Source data

= = = =

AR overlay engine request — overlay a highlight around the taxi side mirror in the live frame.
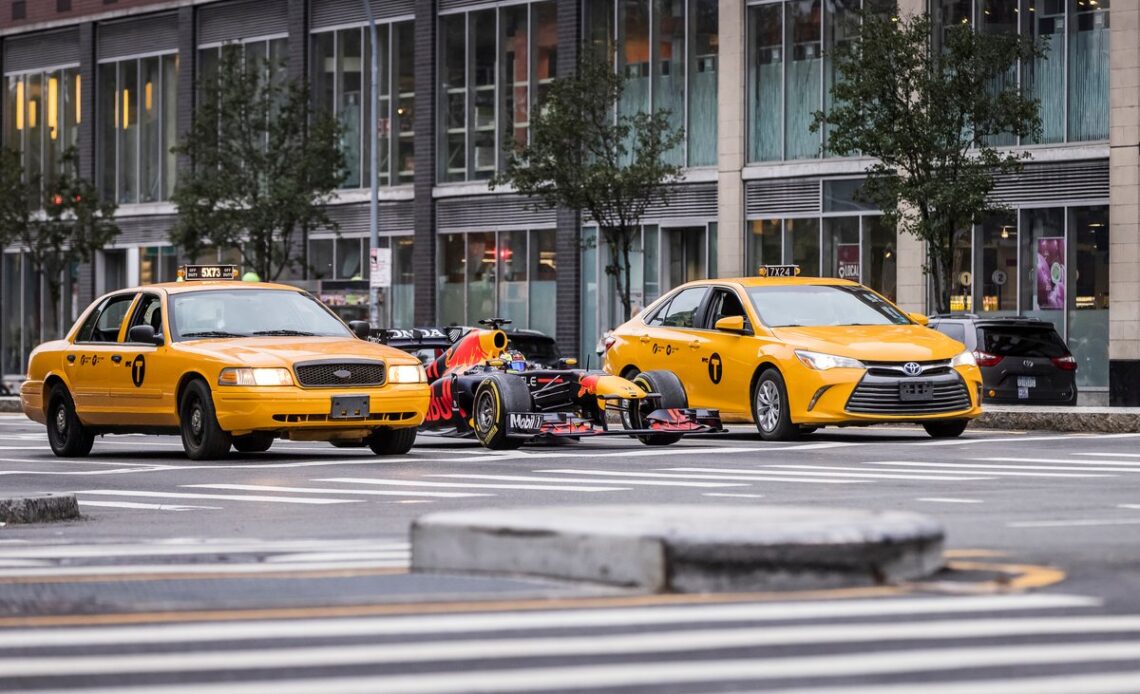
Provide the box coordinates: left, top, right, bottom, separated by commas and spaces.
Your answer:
127, 325, 165, 344
349, 320, 372, 340
713, 316, 752, 335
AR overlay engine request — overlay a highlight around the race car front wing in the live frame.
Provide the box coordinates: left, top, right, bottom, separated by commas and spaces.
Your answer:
506, 408, 724, 439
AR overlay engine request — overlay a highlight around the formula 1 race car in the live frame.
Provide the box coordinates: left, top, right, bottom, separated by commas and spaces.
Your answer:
393, 318, 722, 450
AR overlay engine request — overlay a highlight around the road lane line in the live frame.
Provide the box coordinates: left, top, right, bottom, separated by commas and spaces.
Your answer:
666, 465, 992, 482
20, 640, 1140, 694
179, 484, 495, 499
758, 463, 1116, 480
335, 473, 748, 489
0, 594, 1102, 648
11, 615, 1140, 677
72, 489, 364, 508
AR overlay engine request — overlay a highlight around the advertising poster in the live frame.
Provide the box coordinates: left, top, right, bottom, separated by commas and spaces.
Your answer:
836, 244, 860, 281
1037, 236, 1065, 309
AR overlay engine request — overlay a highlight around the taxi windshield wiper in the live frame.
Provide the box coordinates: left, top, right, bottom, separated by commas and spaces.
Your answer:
253, 329, 316, 337
180, 330, 249, 337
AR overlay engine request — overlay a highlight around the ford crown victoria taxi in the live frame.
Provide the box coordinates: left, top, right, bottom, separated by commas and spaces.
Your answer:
21, 267, 430, 459
604, 266, 982, 440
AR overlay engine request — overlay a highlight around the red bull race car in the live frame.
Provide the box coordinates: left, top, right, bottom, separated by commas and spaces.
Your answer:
381, 318, 722, 450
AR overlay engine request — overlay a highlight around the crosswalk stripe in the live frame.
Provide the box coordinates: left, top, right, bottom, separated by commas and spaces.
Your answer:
0, 617, 1140, 677
0, 594, 1101, 648
535, 468, 865, 484
668, 465, 991, 482
73, 489, 364, 508
314, 477, 628, 493
181, 484, 495, 499
762, 463, 1115, 480
20, 640, 1140, 694
414, 473, 748, 489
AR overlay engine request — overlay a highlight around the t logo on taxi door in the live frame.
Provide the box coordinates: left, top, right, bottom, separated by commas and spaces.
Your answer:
709, 352, 724, 383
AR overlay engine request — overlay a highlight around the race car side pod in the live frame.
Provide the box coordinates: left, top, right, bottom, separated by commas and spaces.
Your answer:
426, 330, 506, 383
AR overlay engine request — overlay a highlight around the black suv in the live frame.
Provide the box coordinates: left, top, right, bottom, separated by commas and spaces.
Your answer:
930, 313, 1076, 405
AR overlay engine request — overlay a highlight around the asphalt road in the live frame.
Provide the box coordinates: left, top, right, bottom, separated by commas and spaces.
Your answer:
0, 416, 1140, 694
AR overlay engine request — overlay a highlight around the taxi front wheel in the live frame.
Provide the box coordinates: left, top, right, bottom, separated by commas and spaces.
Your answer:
48, 385, 95, 458
752, 369, 800, 441
178, 381, 233, 460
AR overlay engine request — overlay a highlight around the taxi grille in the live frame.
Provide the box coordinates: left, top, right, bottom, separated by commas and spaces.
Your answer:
293, 361, 385, 387
847, 377, 970, 416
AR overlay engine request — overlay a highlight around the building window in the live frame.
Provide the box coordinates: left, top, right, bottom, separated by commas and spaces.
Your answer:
439, 229, 557, 335
439, 0, 557, 181
5, 67, 83, 194
98, 54, 178, 204
311, 22, 415, 188
586, 0, 719, 166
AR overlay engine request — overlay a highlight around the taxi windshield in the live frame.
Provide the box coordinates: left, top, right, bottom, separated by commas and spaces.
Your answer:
170, 289, 351, 340
748, 285, 911, 328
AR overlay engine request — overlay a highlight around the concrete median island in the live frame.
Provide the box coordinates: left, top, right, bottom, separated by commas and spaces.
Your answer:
412, 505, 944, 593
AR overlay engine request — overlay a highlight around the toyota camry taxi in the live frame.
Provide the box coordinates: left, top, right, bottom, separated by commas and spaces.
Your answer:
21, 266, 430, 459
604, 266, 982, 440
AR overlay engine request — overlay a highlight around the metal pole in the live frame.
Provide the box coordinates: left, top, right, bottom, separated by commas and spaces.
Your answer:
361, 0, 380, 327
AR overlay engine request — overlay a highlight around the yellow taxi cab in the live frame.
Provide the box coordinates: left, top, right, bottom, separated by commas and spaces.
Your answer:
21, 266, 430, 460
604, 266, 982, 440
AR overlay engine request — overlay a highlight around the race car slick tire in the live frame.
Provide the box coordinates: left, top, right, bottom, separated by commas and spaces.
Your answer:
922, 419, 969, 439
752, 368, 800, 441
48, 384, 95, 458
234, 432, 275, 454
178, 379, 233, 460
628, 372, 689, 446
364, 426, 416, 456
472, 374, 531, 450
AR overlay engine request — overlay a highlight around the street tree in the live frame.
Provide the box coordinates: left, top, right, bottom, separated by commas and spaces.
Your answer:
0, 147, 119, 335
491, 50, 684, 319
171, 46, 345, 280
812, 13, 1042, 311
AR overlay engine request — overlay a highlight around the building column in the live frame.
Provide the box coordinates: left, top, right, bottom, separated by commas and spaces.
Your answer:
1108, 0, 1140, 407
554, 0, 593, 356
412, 0, 438, 325
716, 0, 756, 277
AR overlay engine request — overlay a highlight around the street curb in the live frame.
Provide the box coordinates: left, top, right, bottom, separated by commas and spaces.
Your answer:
970, 406, 1140, 434
412, 505, 944, 593
0, 495, 80, 523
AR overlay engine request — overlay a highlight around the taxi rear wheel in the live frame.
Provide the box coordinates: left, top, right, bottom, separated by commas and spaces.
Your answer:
752, 368, 800, 441
48, 385, 95, 458
366, 426, 416, 456
178, 381, 233, 460
234, 432, 276, 454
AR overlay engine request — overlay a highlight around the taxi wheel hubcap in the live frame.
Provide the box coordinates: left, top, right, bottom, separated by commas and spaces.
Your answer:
756, 381, 780, 432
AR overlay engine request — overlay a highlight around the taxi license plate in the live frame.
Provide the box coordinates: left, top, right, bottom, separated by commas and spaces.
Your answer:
898, 381, 934, 402
328, 395, 368, 419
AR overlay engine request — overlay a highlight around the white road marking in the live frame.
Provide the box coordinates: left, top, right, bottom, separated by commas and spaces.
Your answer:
667, 465, 992, 482
180, 484, 495, 499
779, 463, 1116, 480
0, 617, 1140, 679
73, 489, 364, 507
83, 499, 221, 511
0, 593, 1102, 648
535, 468, 865, 484
396, 473, 748, 488
918, 497, 982, 504
24, 640, 1140, 694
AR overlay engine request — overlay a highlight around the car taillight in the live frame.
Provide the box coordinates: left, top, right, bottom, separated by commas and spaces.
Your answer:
974, 350, 1002, 366
1051, 354, 1076, 372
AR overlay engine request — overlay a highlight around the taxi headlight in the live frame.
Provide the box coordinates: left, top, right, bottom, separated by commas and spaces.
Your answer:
388, 364, 428, 383
950, 350, 978, 368
796, 350, 866, 372
218, 367, 293, 385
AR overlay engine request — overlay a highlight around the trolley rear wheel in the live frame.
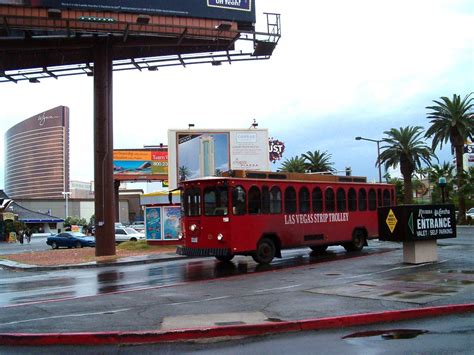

= = = =

**WORK TO BE COMPLETED:**
Pull every line from the data above that contains the string "building", and treat uppercase and lowercase letters as different.

**SOLUTION FOR THIS TASK:**
AR overlay engine request — overlay a highlight around the building window in the live frame.
AR overlay engine request — overlay a highlight around the building column in the live frame.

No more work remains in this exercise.